LE COSE NON DETTE SUI RISCHI DEL BIODIGESTORE
Riprendiamo in maniera sintetica i contenuti
evidenziati durante l’iniziativa del 22 luglio u.s. a Trebisacce dove, nel
dettaglio, abbiamo discusso dei possibili rischi e delle problematiche
derivanti dal processo industriale di biodigestione anaerobica il cui impianto
sarà parte integrante del cosiddetto ecodistretto che vorrebbero realizzare a
Villapiana e che sarà programmato per trattare 30 mila tonnellate annue di
frazione umida.
Una centrale per la produzione di biometano funziona
attraverso un processo di fermentazione/digestione/metanizzazione. La materia
organica – nel nostro caso la FORSU (Frazione Organica del Rifiuto Solido
Urbano) − attraverso la “digestione anaerobica” viene trasformata in digestato
e gas. Vedremo, nel prosieguo del testo, come l’utilizzo del digestato come
ammendante per l’agricoltura sia una pessima e dannosa idea con effetti
pericolosi su tutta la catena alimentare e la matrice ambientale.

Dati mostrati.
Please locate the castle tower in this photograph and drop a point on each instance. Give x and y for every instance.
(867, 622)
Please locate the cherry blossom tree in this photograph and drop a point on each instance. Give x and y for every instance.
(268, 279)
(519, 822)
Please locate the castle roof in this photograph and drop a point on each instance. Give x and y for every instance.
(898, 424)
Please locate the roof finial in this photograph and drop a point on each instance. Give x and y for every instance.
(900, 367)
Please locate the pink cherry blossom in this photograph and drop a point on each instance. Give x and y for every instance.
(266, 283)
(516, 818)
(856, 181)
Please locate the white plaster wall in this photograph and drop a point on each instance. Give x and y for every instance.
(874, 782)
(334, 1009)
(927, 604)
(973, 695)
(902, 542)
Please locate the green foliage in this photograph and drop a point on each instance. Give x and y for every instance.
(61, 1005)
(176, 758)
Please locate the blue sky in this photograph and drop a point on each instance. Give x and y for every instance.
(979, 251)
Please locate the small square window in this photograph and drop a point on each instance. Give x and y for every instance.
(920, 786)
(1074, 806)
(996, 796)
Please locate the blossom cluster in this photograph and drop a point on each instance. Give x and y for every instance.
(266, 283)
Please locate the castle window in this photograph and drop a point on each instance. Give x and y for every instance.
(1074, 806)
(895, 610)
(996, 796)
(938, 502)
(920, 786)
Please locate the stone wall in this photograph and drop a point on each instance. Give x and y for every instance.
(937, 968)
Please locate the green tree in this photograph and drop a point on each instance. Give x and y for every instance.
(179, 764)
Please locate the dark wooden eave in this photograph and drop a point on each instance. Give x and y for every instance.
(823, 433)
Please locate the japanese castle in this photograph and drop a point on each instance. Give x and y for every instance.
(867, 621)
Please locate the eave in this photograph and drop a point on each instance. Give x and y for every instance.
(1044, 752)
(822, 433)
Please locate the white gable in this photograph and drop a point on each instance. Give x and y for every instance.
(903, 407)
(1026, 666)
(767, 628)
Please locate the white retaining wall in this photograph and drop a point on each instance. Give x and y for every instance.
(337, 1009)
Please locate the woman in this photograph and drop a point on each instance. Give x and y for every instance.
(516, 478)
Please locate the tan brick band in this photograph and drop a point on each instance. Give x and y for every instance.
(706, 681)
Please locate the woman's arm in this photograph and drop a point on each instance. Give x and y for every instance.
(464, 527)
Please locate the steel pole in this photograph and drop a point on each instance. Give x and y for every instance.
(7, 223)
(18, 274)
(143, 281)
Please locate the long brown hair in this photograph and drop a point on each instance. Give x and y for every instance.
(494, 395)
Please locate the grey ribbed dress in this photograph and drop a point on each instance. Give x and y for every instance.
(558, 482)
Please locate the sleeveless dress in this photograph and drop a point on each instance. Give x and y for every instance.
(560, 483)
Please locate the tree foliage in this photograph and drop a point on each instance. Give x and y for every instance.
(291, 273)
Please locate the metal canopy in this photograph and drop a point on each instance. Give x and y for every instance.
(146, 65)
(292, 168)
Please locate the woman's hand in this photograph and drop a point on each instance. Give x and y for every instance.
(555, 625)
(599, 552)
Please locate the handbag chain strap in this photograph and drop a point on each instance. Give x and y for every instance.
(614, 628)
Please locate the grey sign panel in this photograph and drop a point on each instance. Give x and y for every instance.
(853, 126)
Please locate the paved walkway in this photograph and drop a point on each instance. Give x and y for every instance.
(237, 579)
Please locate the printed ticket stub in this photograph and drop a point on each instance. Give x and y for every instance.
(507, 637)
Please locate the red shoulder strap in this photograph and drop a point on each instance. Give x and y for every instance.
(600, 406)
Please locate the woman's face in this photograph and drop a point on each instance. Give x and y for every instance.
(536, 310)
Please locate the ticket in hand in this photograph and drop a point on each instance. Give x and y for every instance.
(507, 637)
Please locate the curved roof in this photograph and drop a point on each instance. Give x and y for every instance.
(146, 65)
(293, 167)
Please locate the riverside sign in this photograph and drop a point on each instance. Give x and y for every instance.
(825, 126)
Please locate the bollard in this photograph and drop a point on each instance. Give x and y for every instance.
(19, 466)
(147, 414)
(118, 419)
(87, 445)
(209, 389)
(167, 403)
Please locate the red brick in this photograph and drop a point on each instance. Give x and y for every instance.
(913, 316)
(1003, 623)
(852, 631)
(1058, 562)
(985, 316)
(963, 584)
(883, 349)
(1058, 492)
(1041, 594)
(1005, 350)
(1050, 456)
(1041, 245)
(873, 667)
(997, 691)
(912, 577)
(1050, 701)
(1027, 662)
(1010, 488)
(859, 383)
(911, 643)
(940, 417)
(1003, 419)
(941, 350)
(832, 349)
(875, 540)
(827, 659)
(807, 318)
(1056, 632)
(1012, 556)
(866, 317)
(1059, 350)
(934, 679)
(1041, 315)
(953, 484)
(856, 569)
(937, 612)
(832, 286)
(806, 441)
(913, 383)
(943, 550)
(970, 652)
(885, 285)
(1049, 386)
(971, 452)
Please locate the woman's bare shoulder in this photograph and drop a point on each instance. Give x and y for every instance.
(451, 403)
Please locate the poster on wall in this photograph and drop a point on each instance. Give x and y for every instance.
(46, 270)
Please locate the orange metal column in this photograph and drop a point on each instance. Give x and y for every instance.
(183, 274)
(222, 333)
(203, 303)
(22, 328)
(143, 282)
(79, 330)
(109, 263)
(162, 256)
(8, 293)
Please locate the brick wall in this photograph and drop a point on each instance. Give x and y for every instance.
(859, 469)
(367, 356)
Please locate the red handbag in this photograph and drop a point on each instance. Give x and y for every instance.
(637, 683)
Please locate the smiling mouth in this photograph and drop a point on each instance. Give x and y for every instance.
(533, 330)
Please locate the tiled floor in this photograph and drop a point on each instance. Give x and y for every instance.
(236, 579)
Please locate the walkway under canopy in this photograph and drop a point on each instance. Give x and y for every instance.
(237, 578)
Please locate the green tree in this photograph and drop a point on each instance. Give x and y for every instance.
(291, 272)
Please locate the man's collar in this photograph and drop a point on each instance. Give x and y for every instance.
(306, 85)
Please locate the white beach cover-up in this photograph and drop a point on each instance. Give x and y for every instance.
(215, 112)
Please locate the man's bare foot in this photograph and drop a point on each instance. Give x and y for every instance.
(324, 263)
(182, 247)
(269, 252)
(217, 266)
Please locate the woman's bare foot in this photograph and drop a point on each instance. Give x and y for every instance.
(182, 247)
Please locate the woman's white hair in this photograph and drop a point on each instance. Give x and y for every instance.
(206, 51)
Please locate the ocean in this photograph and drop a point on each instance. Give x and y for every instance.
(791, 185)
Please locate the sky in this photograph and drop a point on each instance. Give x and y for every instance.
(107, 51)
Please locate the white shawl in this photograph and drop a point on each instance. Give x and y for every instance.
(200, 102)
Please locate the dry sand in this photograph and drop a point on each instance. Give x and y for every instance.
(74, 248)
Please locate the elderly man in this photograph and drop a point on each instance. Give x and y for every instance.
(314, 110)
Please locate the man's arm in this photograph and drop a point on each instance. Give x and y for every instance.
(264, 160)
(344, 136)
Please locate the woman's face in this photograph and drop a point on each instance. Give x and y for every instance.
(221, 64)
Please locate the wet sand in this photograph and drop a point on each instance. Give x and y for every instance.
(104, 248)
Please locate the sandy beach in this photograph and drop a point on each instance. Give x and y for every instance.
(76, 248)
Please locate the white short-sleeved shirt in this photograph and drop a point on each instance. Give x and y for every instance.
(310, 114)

Esercizio.
Prosegui, per favore, il brano sui rischi del biodigestore, riprendendo subito dopo la sua ultima frase. Le voci provengono da un'altra fonte.

Risultato.
Un digestore anaerobico è, dunque, a tutti gli effetti
un impianto industriale che, in assenza di ossigeno, può trattare diverse
sostanze organiche trasformandole in gas (il cosiddetto “biometano”) di pessima
qualità perché con un'alta concentrazione di CO2 (il biogas è più
inquinante del metano perché il contenuto di metano è soltanto del 55-60%) che
in genere il gestore dell’impianto vende come combustibile per la produzione di
energia elettrica e che in parte (circa il 40%) viene bruciato per produrre
l’energia utile all’alimentazione dell’impianto stesso.
Vediamo − sotto forma di domanda e risposta − le
principali problematiche, legate all’impatto ambientale, alla salute dei
cittadini e quelle di natura sociale, che generano gli impianti per la
biodigestione anaerobica.
L’impianto è sicuro e i cittadini non devono temere
nulla?
FALSO.
Gli incidenti in questi tipi di impianti, come in tutti quelli a
biomasse/biogas, sono frequenti e tutti documentabili. Fughe di gas, scoppio
della membrana gasometrica, integrità delle vasche di stoccaggio, moria di
pesci e sversamenti di liquami sono all’origine di incendi ed esplosioni, di
sversamenti incontrollati del digestato e della contaminazione delle acque. Ci
sono innumerevoli casi in Italia tutti documentabili, di inquinamento delle
falde acquifere che hanno portato al divieto di utilizzo dell’acqua anche a
distanza di diversi chilometri dall’impianto.
L’impianto non avrà alcun impatto odorifero né
d’inquinamento da emissioni in atmosfera?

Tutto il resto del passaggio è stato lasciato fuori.